**Goal**
Include in the output the line containing "The component shall return one point per instance of the auction" and each subsequent line of the records, through the end, transcribed exactly. Add nothing else.
***
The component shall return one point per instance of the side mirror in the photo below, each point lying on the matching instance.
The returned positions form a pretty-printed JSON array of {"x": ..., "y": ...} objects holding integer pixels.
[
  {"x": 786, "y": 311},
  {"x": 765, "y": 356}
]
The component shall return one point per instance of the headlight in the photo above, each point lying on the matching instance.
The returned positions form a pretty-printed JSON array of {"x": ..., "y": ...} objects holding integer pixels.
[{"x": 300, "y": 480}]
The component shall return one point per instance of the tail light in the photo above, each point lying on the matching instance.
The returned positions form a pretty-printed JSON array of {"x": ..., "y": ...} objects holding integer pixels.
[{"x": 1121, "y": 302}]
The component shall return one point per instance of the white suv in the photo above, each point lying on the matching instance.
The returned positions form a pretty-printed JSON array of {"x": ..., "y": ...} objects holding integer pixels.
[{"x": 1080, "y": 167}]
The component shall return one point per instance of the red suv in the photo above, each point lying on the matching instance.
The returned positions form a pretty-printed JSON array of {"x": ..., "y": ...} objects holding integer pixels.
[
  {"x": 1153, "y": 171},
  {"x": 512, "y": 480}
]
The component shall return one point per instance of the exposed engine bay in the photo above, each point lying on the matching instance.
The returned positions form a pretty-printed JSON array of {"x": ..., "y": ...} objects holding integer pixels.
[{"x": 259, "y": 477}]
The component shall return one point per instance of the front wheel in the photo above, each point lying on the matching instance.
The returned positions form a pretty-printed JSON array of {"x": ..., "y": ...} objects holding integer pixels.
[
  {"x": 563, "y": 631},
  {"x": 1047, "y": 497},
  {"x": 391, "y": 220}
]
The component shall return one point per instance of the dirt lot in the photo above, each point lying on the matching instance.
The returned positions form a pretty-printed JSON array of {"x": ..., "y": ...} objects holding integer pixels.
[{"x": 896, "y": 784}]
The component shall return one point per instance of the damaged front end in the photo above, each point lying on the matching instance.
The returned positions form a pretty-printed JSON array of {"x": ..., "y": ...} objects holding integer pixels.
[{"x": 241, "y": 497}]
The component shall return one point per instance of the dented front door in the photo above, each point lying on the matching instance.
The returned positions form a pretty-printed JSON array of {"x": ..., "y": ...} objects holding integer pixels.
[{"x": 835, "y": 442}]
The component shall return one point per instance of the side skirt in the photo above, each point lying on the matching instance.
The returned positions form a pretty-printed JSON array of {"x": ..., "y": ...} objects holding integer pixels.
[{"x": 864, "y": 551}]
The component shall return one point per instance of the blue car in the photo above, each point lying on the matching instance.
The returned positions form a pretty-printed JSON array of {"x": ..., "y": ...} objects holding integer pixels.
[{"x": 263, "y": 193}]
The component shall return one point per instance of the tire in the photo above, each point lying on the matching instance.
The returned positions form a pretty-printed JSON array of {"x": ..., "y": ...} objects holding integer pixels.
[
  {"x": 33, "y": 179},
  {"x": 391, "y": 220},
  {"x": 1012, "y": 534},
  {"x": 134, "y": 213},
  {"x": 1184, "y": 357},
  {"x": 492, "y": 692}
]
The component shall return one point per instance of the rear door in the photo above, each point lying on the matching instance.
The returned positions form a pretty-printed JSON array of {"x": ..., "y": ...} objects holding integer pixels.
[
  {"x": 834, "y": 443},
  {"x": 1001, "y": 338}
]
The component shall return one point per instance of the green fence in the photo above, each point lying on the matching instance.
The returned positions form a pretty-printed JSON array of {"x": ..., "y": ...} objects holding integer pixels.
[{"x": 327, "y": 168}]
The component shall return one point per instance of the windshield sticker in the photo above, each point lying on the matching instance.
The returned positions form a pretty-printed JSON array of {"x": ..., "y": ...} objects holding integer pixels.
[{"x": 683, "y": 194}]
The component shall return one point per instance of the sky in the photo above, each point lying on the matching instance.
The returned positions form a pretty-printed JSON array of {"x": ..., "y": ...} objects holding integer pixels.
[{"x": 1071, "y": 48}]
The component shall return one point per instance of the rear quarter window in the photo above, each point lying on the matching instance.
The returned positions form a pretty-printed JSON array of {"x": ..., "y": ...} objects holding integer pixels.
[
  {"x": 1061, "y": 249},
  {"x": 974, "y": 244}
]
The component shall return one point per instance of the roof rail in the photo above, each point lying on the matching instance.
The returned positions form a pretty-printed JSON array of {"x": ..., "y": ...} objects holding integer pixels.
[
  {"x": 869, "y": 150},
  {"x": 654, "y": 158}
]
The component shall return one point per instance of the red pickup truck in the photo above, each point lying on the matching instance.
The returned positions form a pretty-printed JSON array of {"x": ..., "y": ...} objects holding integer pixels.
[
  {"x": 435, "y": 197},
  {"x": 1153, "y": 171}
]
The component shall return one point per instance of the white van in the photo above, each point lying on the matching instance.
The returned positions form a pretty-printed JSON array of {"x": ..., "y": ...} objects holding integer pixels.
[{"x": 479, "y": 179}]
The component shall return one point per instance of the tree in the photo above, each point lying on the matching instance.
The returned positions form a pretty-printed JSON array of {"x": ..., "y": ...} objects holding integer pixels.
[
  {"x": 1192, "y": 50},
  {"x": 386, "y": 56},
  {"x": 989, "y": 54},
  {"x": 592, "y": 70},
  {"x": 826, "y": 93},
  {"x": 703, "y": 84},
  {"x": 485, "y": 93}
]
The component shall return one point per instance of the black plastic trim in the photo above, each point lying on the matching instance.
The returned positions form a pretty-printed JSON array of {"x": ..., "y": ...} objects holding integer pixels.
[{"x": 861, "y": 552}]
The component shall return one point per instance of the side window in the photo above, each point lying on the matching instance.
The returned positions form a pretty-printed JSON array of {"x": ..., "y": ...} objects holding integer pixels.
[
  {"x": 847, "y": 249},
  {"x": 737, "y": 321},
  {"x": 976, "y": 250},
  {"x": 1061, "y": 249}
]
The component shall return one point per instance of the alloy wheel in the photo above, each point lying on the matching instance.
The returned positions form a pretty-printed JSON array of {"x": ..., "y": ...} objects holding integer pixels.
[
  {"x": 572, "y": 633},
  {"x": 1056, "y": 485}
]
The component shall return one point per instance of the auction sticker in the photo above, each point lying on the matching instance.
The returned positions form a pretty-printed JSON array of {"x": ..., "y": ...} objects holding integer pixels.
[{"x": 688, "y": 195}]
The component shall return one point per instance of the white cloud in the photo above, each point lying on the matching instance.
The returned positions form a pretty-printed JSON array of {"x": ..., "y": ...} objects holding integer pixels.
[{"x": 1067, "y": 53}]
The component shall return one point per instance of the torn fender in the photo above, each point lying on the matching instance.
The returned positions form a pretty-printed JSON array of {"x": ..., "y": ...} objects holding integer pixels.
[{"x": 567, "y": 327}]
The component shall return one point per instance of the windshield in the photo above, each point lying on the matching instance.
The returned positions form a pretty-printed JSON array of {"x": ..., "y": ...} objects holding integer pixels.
***
**Written answer**
The component shall return one point per instance of the auction sticker in the photo above, each point lying on the matching instance.
The returned positions form a pretty-printed JSON array of {"x": ..., "y": ...} objects holding integer pixels.
[{"x": 688, "y": 195}]
The component shall return one point per instance of the white cloud in the photo above, each point lying on the matching instance.
The returned positions form a pretty-printed JSON array of {"x": ..., "y": ...} objects holding integer pixels.
[{"x": 1067, "y": 53}]
The component shall return one point per instance of the torn fender in the photo above, each point lying on the matching instance.
The returned positions form a pretty-printed JSON array of {"x": ..., "y": ...} objects holding integer pixels.
[{"x": 567, "y": 327}]
The component shall return one point per instance of the windshield in the photo above, each point lying on the matching instance.
The returned positions form a pretty-printed JSON array of {"x": ..., "y": ...} objects holding integer pixels.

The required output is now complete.